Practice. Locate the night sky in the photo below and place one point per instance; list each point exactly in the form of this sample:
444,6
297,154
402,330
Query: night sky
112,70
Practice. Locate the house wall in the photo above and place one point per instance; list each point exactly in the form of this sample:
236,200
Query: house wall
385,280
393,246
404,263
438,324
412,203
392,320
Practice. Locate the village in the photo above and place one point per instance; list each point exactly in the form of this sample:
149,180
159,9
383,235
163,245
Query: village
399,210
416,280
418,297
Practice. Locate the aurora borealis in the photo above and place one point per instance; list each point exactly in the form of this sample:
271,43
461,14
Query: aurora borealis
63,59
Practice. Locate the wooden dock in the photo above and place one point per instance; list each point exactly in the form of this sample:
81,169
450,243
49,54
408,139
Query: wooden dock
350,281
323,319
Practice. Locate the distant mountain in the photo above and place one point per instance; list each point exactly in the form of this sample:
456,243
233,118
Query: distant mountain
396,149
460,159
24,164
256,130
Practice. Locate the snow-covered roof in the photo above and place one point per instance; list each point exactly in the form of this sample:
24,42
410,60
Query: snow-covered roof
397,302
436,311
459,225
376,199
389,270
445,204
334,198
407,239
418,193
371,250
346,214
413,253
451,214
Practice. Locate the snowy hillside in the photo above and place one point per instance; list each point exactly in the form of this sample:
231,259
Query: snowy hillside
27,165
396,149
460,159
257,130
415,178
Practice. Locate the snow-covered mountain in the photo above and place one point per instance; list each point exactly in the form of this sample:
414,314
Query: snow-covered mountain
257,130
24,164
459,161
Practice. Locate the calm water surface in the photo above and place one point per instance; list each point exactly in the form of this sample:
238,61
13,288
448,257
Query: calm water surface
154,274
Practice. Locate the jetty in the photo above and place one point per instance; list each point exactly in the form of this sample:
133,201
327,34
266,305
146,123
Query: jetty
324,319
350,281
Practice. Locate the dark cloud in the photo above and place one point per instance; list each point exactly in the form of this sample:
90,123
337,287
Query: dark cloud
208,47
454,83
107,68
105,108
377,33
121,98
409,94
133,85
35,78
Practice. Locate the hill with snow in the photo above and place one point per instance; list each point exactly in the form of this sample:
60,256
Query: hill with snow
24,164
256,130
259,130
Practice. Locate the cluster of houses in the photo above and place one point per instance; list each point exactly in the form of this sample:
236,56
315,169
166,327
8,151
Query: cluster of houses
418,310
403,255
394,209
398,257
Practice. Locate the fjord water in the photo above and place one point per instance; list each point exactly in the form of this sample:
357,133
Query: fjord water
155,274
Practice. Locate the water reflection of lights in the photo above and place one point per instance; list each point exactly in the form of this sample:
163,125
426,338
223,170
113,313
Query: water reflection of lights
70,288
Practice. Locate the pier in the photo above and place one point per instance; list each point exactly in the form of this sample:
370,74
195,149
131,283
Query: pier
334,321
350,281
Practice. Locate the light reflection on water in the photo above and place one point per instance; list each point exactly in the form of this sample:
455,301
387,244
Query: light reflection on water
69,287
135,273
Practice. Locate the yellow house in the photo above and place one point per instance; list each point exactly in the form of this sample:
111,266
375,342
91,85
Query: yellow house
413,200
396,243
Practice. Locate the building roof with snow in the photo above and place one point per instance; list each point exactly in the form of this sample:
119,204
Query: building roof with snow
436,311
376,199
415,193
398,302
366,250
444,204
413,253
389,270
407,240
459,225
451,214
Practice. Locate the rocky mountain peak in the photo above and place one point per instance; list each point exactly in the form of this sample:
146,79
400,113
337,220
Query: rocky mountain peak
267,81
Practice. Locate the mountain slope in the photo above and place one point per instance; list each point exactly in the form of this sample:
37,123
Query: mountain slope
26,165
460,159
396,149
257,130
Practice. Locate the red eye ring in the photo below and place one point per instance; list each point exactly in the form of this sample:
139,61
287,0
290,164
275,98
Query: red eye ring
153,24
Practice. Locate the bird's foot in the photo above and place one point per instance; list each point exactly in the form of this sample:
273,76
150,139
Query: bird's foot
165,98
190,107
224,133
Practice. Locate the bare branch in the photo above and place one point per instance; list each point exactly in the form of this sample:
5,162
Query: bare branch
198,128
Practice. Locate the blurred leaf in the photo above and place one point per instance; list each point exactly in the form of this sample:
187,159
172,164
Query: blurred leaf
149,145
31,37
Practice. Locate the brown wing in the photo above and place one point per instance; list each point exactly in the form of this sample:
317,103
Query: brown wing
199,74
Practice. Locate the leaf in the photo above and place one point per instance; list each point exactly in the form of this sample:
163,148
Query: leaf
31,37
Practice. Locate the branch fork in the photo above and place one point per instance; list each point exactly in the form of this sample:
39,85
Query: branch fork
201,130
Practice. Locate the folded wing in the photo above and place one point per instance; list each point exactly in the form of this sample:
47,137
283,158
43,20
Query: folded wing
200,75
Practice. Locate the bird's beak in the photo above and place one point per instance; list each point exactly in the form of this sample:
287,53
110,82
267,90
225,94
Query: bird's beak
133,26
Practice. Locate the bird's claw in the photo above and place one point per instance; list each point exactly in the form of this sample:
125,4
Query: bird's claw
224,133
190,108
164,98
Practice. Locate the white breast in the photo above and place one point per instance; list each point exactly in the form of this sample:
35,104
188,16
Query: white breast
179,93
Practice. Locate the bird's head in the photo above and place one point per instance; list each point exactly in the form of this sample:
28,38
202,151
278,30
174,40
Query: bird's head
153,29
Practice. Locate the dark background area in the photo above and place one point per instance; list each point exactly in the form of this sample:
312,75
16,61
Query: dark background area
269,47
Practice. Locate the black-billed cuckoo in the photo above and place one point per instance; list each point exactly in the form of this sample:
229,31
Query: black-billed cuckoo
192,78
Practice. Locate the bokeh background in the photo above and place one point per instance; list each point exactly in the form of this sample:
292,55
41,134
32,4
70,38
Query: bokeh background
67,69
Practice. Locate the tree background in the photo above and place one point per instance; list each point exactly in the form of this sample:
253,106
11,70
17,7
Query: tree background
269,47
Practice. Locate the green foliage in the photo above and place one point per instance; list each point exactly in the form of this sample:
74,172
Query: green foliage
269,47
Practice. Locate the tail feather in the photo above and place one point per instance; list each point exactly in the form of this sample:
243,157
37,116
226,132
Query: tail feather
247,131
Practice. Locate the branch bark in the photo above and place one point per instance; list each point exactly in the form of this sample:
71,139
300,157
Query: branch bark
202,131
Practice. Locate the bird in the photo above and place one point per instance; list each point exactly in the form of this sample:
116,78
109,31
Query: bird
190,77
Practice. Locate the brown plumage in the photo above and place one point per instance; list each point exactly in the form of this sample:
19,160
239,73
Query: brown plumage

Task requirements:
Please set out every line of the data above as a numbered list, leaving out any blank lines.

Output of the exercise:
1. Practice. Locate the night sky in the photo below and place one point per instance; list each point exactly in the form of this sample:
2. 444,6
3. 297,154
4. 402,330
5. Query: night sky
6. 112,70
7. Practice. Locate the house wall in the photo above and place one point per instance; list each point exactly in the form of this sample:
8. 236,200
9. Query: house wall
10. 385,280
11. 393,246
12. 404,263
13. 438,324
14. 412,203
15. 392,320
16. Practice. Locate the village in the photo above and place one point per instance; list each point exactly in the form of this sample:
17. 149,180
18. 159,9
19. 383,235
20. 163,245
21. Query: village
22. 399,210
23. 416,280
24. 418,297
25. Practice. Locate the aurora borealis in the photo above and place one point per instance; list each point exactly in the form of this sample:
26. 271,43
27. 461,14
28. Query: aurora borealis
29. 63,59
30. Practice. Locate the wooden dock in the photo above and place one point per instance; list each point exactly in the form of this sample:
31. 81,169
32. 450,243
33. 49,54
34. 408,139
35. Query: wooden dock
36. 350,281
37. 323,319
38. Practice. Locate the distant mountain in the photo above and place one point per instance; list each point exactly in the form of this sample:
39. 456,243
40. 233,118
41. Query: distant mountain
42. 396,149
43. 460,159
44. 24,164
45. 256,130
46. Practice. Locate the snow-covered roof in the photo above and place one point per instance; list each point exactly in the form of this sample:
47. 24,42
48. 410,60
49. Query: snow-covered roof
50. 397,302
51. 436,311
52. 459,225
53. 376,199
54. 389,270
55. 445,204
56. 334,198
57. 407,239
58. 418,193
59. 371,250
60. 346,214
61. 413,253
62. 451,214
63. Practice. Locate the snowy hillside in the photo above and place one point per instance; list each point exactly in the form of this sample:
64. 231,259
65. Query: snowy hillside
66. 27,165
67. 396,149
68. 460,159
69. 257,130
70. 415,178
71. Practice. Locate the snow-covered mountain in the photo above and place one point per instance; list each point exactly in the form of this sample:
72. 414,314
73. Query: snow-covered mountain
74. 257,130
75. 24,164
76. 459,161
77. Practice. Locate the calm water surface in the photo above and place one point per instance; list each point exactly in the form of this sample:
78. 238,61
79. 13,288
80. 448,257
81. Query: calm water surface
82. 154,274
83. Practice. Locate the jetty in the photo above and place one point per instance; list each point exactly in the form of this sample:
84. 133,201
85. 327,34
86. 266,305
87. 146,123
88. Query: jetty
89. 324,319
90. 350,281
91. Practice. Locate the dark cloud in the photo above and place one point per instance; list each point exactly in the form of this sample:
92. 90,123
93. 337,287
94. Query: dark cloud
95. 208,47
96. 454,83
97. 107,68
98. 105,108
99. 377,33
100. 121,98
101. 409,94
102. 133,85
103. 35,78
104. Practice. Locate the hill with snow in the photo above and place one point per instance; list each point exactly in the form of this sample:
105. 60,256
106. Query: hill with snow
107. 24,164
108. 256,130
109. 259,130
110. Practice. Locate the cluster of houses in the photo above and place one point per instance; list each point exactly in the form of this sample:
111. 236,56
112. 315,169
113. 166,327
114. 8,151
115. Query: cluster of houses
116. 418,310
117. 403,255
118. 394,209
119. 398,257
120. Practice. Locate the fjord water in the photo above and place one point per instance; list each point exactly in the form of this sample:
121. 357,133
122. Query: fjord water
123. 155,274
124. Practice. Locate the water reflection of lights in the photo above and place one point per instance; list each point exactly in the form of this sample:
125. 163,125
126. 426,338
127. 223,170
128. 113,313
129. Query: water reflection of lights
130. 70,288
131. Practice. Locate the pier in the photo above and place one point per instance; list each point exactly in the form of this sample:
132. 370,74
133. 195,149
134. 131,283
135. Query: pier
136. 334,321
137. 350,281
138. Practice. Locate the light reflection on water in the photo above and place one point per instance; list each point exactly in the form of this sample:
139. 455,301
140. 387,244
141. Query: light reflection on water
142. 69,287
143. 135,273
144. Practice. Locate the yellow house in the photo above and place one point per instance; list each point exactly in the form of this sample:
145. 111,266
146. 375,342
147. 91,85
148. Query: yellow house
149. 413,200
150. 396,243
151. Practice. Locate the building roof with snow in the photo above and place one point per instance; list each point exactly in the form of this sample:
152. 119,204
153. Query: building roof with snow
154. 436,311
155. 376,199
156. 415,193
157. 398,302
158. 366,250
159. 444,204
160. 413,253
161. 389,270
162. 407,240
163. 459,225
164. 451,214
165. Practice. Locate the rocky mountain peak in the photo above and place one point per instance; list each point exactly in the form of this sample:
166. 146,79
167. 400,113
168. 337,220
169. Query: rocky mountain peak
170. 267,81
171. Practice. Locate the mountain slope in the photo above and place one point per instance; list each point exactly in the form of this sample:
172. 37,123
173. Query: mountain slope
174. 26,165
175. 460,159
176. 396,149
177. 257,130
178. Practice. Locate the red eye ring in the photo below and place one point per instance; list each point exactly in the form of this sample:
179. 139,61
180. 287,0
181. 290,164
182. 275,98
183. Query: red eye ring
184. 153,24
185. Practice. Locate the bird's foot in the photo above and place one point per instance; list each point exactly in the form of this sample:
186. 273,76
187. 150,139
188. Query: bird's foot
189. 165,98
190. 190,107
191. 224,133
192. Practice. Locate the bare branch in the photo above and place one point per instance; list each point exactly in the form of this sample:
193. 5,162
194. Query: bare branch
195. 198,128
196. Practice. Locate the blurred leaf in the photo above and place one point per instance; list each point exactly in the form of this sample:
197. 187,159
198. 172,164
199. Query: blurred leaf
200. 149,145
201. 31,37
202. Practice. Locate the brown wing in the photo above and place one point per instance; list each point exactly in the form of this sample:
203. 317,103
204. Query: brown wing
205. 199,74
206. Practice. Locate the leaf in the photo above and place one point per instance; list each point exactly in the form of this sample:
207. 163,148
208. Query: leaf
209. 31,37
210. Practice. Locate the branch fork in the photo above and place one point per instance; list each point exactly in the form of this sample:
211. 39,85
212. Query: branch fork
213. 201,130
214. Practice. Locate the folded wing in the photo above and place one point per instance; list each point exactly in the form of this sample:
215. 47,137
216. 283,158
217. 43,20
218. Query: folded wing
219. 200,75
220. Practice. Locate the bird's beak in the photo above and place one point per instance; list each point exactly in the form of this sample:
221. 287,53
222. 110,82
223. 267,90
224. 225,94
225. Query: bird's beak
226. 133,26
227. Practice. Locate the bird's claw in the photo above and place one point per instance; list each point exactly in the form of this sample:
228. 125,4
229. Query: bird's claw
230. 224,133
231. 190,108
232. 164,98
233. Practice. Locate the white breast in the photo above and place one point per instance; list each point exactly in the form of this sample:
234. 35,104
235. 188,16
236. Query: white breast
237. 179,93
238. Practice. Locate the bird's head in the photo above and place one point per instance; list each point exactly in the form of this sample:
239. 28,38
240. 202,151
241. 278,30
242. 174,40
243. Query: bird's head
244. 153,29
245. Practice. Locate the dark background area in the photo above and place one point per instance; list each point exactly in the form of this sample:
246. 312,75
247. 16,61
248. Query: dark background area
249. 269,47
250. Practice. Locate the black-billed cuckoo in the photo above and place one point per instance; list each point exactly in the form of this sample:
251. 229,31
252. Query: black-billed cuckoo
253. 192,78
254. Practice. Locate the bokeh background in the photo above and place one point per instance; list each point exactly in the form of this sample:
255. 292,55
256. 41,134
257. 32,4
258. 70,38
259. Query: bokeh background
260. 67,69
261. Practice. Locate the tree background in the photo above and place one point per instance; list each point exactly in the form of this sample:
262. 253,106
263. 11,70
264. 17,7
265. Query: tree background
266. 269,47
267. Practice. Locate the green foliage in the photo above and place one point per instance; list each point exactly in the form of this sample:
268. 74,172
269. Query: green foliage
270. 269,47
271. Practice. Locate the tail feather in the photo above and place one point per instance; list each point exactly in the form of this sample:
272. 243,157
273. 37,116
274. 226,132
275. Query: tail feather
276. 247,131
277. Practice. Locate the branch bark in the photo above and place one point per instance; list each point exactly in the form of this sample:
278. 71,139
279. 300,157
280. Query: branch bark
281. 202,131
282. Practice. Locate the bird in the photo above and place one point per instance; list each point exactly in the form of this sample:
283. 116,78
284. 109,31
285. Query: bird
286. 190,77
287. Practice. Locate the brown plumage in the photo above and place one point per instance; list each point exactly in the form of this sample:
288. 19,160
289. 239,73
290. Query: brown plumage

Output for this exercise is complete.